___ DOCUMENT SEGMENT ___

Probably not the most efficient way, but a clear way around using es6
function sortStrChars(str) {
if (!str) {
return;
}
str = str.split('');
str = str.sort();
str = str.join('');
return str;
}
const words = ["dell", "ledl", "abc", "cba", 'boo'];
function getGroupedAnagrams(words) {
const anagrams = {}; // {abc:[abc,cba], dell:[dell, ledl]}
words.forEach((word) => {
const sortedWord = sortStrChars(word);
if (anagrams[sortedWord]) {
return anagrams[sortedWord].push(word);
}
anagrams[sortedWord] = [word];
});
return anagrams;
}
const groupedAnagrams = getGroupedAnagrams(words);
for (const sortedWord in groupedAnagrams) {
console.log(groupedAnagrams[sortedWord].toString());
}

I had this question in an interview. Given an array of words ['cat', 'dog', 'tac', 'god', 'act'], return an array with all the anagrams grouped together. Makes sure the anagrams are unique.
var arr = ['cat', 'dog', 'tac', 'god', 'act'];
var allAnagrams = function(arr) {
var anagrams = {};
arr.forEach(function(str) {
var recurse = function(ana, str) {
if (str === '')
anagrams[ana] = 1;
for (var i = 0; i < str.length; i++)
recurse(ana + str[i], str.slice(0, i) + str.slice(i + 1));
};
recurse('', str);
});
return Object.keys(anagrams);
}
console.log(allAnagrams(arr));
//["cat", "cta", "act", "atc", "tca", "tac", "dog", "dgo", "odg", "ogd", "gdo", "god"]

Best and simple way to solve is using for loops and traversing it to each string and then store their result in object.

___ GIVEN RECORDS ___

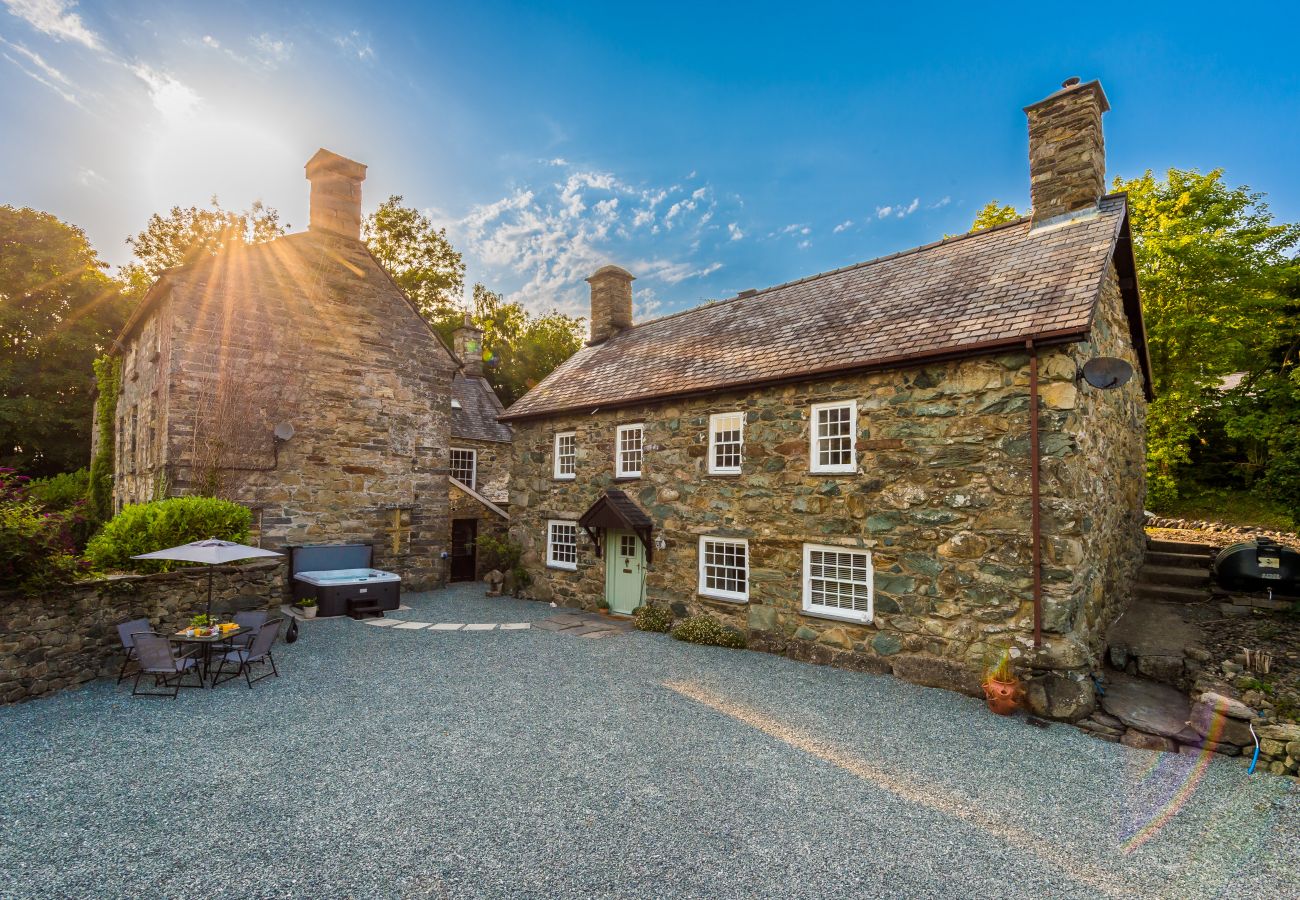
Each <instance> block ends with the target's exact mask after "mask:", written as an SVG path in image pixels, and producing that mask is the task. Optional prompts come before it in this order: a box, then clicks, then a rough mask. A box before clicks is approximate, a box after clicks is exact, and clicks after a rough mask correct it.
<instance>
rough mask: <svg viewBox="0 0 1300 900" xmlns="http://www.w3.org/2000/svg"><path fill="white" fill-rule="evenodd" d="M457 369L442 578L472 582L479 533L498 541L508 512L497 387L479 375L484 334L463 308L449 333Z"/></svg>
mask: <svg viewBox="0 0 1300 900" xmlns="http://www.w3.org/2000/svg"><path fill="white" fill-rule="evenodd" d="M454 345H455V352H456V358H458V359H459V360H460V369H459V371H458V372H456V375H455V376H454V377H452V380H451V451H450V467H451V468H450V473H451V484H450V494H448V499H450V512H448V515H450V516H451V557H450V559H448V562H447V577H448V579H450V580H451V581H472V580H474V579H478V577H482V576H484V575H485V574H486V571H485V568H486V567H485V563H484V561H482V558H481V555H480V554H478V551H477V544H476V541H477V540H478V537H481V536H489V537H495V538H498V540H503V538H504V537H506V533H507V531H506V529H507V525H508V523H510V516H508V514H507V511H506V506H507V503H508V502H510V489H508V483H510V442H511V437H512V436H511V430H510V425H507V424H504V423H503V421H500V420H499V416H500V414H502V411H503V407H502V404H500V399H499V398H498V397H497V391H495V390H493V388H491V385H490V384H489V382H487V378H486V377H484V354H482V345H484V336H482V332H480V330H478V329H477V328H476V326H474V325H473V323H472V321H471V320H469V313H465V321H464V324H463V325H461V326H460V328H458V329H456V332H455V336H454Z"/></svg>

___
___ GIVEN RECORDS ___

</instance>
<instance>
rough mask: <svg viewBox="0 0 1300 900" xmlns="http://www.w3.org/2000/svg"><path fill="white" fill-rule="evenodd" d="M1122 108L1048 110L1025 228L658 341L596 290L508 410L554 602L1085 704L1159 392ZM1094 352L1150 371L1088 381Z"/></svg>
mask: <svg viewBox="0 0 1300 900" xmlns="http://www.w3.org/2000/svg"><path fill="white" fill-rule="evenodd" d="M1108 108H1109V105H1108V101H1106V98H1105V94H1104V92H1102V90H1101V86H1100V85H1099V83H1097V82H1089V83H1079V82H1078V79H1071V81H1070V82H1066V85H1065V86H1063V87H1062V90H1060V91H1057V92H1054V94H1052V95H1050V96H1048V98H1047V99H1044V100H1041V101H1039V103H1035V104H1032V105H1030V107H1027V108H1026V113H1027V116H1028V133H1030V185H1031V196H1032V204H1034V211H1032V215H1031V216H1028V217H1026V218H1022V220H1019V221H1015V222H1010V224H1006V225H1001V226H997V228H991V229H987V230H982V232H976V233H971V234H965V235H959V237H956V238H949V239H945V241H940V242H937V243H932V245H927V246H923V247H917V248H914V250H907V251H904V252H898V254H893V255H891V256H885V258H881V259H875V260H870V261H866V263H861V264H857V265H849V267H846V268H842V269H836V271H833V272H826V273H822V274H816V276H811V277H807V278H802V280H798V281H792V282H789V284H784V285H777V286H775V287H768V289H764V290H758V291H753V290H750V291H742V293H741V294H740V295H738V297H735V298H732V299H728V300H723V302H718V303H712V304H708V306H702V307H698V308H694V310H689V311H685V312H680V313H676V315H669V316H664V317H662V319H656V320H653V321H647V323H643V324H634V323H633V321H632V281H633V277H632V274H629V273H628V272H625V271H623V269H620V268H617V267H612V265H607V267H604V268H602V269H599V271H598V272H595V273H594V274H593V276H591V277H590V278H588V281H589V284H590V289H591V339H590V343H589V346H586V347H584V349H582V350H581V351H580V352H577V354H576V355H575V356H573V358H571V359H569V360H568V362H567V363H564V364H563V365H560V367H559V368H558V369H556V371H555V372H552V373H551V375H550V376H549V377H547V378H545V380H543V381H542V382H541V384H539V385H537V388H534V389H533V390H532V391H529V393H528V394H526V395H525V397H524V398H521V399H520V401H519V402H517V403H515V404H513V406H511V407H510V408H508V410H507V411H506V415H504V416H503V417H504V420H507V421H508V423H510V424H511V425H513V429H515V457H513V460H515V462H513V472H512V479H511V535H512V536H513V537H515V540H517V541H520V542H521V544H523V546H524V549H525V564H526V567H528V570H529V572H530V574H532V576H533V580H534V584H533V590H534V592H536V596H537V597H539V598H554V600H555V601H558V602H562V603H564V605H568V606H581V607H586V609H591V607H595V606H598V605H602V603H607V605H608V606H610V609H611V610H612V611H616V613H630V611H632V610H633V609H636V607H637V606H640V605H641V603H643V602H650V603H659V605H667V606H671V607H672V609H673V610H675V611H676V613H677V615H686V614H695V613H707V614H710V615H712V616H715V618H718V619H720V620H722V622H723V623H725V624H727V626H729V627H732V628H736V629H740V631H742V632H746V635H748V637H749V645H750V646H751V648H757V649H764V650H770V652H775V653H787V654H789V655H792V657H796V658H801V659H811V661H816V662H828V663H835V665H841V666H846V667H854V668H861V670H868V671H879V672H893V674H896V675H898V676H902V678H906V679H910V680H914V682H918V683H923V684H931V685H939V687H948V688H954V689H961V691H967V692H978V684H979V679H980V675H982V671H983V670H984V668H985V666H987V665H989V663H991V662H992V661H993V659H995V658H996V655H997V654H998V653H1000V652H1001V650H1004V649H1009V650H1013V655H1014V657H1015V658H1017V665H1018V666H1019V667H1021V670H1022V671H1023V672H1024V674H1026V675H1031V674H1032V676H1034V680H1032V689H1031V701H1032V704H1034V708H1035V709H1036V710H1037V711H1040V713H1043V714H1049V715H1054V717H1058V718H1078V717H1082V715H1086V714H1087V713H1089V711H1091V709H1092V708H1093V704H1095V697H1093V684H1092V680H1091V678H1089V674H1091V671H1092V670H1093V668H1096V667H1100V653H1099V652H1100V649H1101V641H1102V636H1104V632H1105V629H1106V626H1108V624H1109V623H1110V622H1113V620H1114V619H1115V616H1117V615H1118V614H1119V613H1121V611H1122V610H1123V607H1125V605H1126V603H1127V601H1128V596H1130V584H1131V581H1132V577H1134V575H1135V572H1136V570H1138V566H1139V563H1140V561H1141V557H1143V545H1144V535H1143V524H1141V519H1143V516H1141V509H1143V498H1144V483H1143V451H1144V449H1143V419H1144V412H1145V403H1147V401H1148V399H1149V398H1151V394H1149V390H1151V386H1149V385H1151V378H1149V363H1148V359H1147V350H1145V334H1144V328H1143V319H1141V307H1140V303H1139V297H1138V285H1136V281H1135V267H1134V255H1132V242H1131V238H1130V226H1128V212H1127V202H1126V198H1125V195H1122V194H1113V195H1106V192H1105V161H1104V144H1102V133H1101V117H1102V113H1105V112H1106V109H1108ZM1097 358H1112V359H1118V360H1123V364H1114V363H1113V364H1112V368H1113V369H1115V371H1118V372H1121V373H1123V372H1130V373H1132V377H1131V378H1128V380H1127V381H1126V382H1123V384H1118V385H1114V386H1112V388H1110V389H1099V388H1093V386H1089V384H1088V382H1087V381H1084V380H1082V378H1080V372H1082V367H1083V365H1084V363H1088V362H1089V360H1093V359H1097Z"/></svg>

___
___ GIVEN RECORDS ___

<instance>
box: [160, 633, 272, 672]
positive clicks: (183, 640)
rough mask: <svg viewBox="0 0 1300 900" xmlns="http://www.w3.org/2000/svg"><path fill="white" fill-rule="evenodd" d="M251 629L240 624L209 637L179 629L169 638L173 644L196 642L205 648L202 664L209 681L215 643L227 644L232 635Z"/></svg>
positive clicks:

___

WORK TO COMPLETE:
#1 In the anagram thread, which strings appear in the array assigned to `words`? List them all.
#2 Revise the part of the anagram thread that opens with the words containing "var arr = ['cat', 'dog', 'tac', 'god', 'act'];" and closes with "if (str === '')", replacing "recurse" with "permute" throughout.
#3 Carry on writing the anagram thread from its last sentence.

YOUR RESPONSES:
#1 "dell", "ledl", "abc", "cba", "boo"

#2
var arr = ['cat', 'dog', 'tac', 'god', 'act'];
var allAnagrams = function(arr) {
var anagrams = {};
arr.forEach(function(str) {
var permute = function(ana, str) {
if (str === '')

#3
Here is the solution :-
function anagram(str1, str2) {
if (str1.length !== str2.length) {
return false;
}
const result = {};
for (let i=0;i<str1.length;i++) {
let char = str1[i];
result[char] = result[char] ? result[char] += 1 : result[char] = 1;
}
for (let i=0;i<str2.length;i++) {
let char = str2[i];
if (!result[char]) {
return false;
}
else {
result[char] = -1;
}
}
return true;
}
console.log(anagram('ronak','konar'));

I know this is an ancient post...but I just recently got nailed during an interview on this one. So, here is my 'new & improved' answer:
var AnagramStringMiningExample = function () {
/* Author: Dennis Baughn
* This has also been posted at:
* http://stackoverflow.com/questions/909449/anagrams-finder-in-javascript/5642437#5642437
* Free, private members of the closure and anonymous, innner function
* We will be building a hashtable for anagrams found, with the key
* being the alphabetical char sort (see sortCharArray())
* that the anagrams all have in common.
*/
var dHash = {};
var sortCharArray = function(word) {
return word.split("").sort().join("");
};
/* End free, private members for the closure and anonymous, innner function */
/* This goes through the dictionary entries.
* finds the anagrams (if any) for each word,
* and then populates them in the hashtable.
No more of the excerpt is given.